- Texto dado
..............................

Pero nadie imaginaba que sería protagonista central y víctima de la que quizás haya sido la jornada más sangrienta de la historia de General Roca: la del 12 de julio de 1967.
En los primeros minutos de ese día Rodríguez estaba en el club Villa Obrera, sobre calle Cipolletti donde algunos parroquianos jugaban a las cartas y otros conversaban.
A la 0:30 llegó una patrulla policial encabezada por el oficial subayudante Pedro Martínez, en un procedimiento "contra el juego clandestino", según el informe de la fuerza y Rodríguez, tras un breve forcejeo con el uniformado escapó hacia una dependencia posterior, donde se escondió debajo de una mesa. Estaba armado y aparentemente prefirió escapar para evitar otra causa judicial. Martínez lo siguió y Rodríguez le efectuó algunos disparos, dos de los cuales fueron letales. De otro balazo hirió al cadete de policía Ricardo Wydaglacz y escapó del lugar.
Fue hasta la casa donde vivía, en calle Nueve de Julio cerca de Piedra Buena, contó lo que había pasado y empezó una frenética huida. "Si me agarra la policía me mata", le dijo a su padre, Fermín.
La muerte de Martínez, de 30 años y padre de tres hijos, generó una amplia búsqueda que tuvo su primera derivación recién cerca del mediodía, cuando fueron a detener a la esposa del asesino y Rodríguez apareció en escena, generándose un forcejeo con tres policías. Uno de los efectivos, Froilán Heredia (35 años, dos hijos), "pudo tomarlo y sujetarlo pero Rodríguez, zafándose de una mano extrajo el mismo revólver que portaba y con él le descerrajó a quemarropa cuatro disparos en el pecho al cabo Heredia, hiriéndolo de muerte", según el parte policial. Agregaba que otros dos policías, Eustaquio Arias y Teófilo Durazno abrieron fuego, sin dar en el blanco, y que Rodríguez hirió a Arias.
Con dos muertes consumadas, Rodríguez volvió a escapar, esta vez hacia Villa Obrera, pero tras cruzar el canal secundario, sobre calle Isidro Lobo casi Almirante Brown, se encontró con el sargento ayudante Juan de la Cruz Gutiérrez (47 años, seis hijos), quien le efectuó dos disparos, sin alcanzarlo. Rodríguez volvió a ser certero, consumó el tercer crimen y una vez más escapó.
A la búsqueda se sumaron policías del Valle Medio y hasta algunos aviones, pero los rastrillajes resultaron infructuosos.
Tras descansar en la casa de una familia amiga, a la que la policía llegó pero que al no tener orden de allanamiento le impidieron ingresar, Rodríguez aceptó presentarse ante un abogado. Eran cerca de las 16 del día fatal. Fue primero hasta el estudio de Rodolfo Salgado, en Don Bosco y 25 de Mayo, pero el letrado no estaba allí en ese momento, por lo que un empleado lo acompañó hasta el del doctor José Joison, en Don Bosco 480 (hoy 1580).

..............................

- Datos proporcionados
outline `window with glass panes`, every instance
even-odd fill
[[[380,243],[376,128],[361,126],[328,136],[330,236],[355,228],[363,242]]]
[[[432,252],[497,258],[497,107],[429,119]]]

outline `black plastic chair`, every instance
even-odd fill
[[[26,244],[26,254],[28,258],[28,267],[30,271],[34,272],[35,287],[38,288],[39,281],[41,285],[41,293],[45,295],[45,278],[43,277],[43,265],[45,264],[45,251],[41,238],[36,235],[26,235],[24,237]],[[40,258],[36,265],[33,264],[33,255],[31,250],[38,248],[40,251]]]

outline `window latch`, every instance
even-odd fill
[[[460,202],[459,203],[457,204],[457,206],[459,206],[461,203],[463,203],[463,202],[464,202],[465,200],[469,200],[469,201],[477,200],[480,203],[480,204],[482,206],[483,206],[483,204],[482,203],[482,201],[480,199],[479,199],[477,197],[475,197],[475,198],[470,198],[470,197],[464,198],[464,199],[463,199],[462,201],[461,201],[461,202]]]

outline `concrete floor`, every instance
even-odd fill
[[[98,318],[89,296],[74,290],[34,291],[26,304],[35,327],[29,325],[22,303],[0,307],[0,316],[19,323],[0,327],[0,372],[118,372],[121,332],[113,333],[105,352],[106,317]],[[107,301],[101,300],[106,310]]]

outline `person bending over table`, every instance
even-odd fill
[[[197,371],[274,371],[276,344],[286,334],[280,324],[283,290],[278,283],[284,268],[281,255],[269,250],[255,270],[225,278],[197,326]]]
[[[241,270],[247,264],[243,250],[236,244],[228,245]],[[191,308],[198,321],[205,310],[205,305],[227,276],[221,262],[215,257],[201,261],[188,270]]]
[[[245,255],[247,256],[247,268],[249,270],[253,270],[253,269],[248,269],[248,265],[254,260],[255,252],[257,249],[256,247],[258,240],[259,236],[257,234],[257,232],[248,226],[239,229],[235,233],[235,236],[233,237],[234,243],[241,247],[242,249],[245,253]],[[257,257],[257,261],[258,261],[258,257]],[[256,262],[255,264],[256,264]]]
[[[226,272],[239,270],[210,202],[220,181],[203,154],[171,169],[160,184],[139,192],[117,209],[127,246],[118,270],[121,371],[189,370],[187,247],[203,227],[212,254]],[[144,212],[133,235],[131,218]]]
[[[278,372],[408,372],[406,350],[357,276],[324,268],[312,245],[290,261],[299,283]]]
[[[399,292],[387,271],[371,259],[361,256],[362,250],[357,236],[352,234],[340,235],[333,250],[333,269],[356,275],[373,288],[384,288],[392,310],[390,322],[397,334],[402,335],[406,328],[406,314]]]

..............................

- Consigna 1
Transcribe del texto sobre la jornada de General Roca el tramo que va desde "Pero nadie imaginaba" hasta "julio de 1967.".
- Consigna 2
Según el texto sobre la jornada de General Roca, ¿a qué hora llegó la patrulla policial al club Villa Obrera?

- Resultado 1
Pero nadie imaginaba que sería protagonista central y víctima de la que quizás haya sido la jornada más sangrienta de la historia de General Roca: la del 12 de julio de 1967.

- Resultado 2
A la 0:30.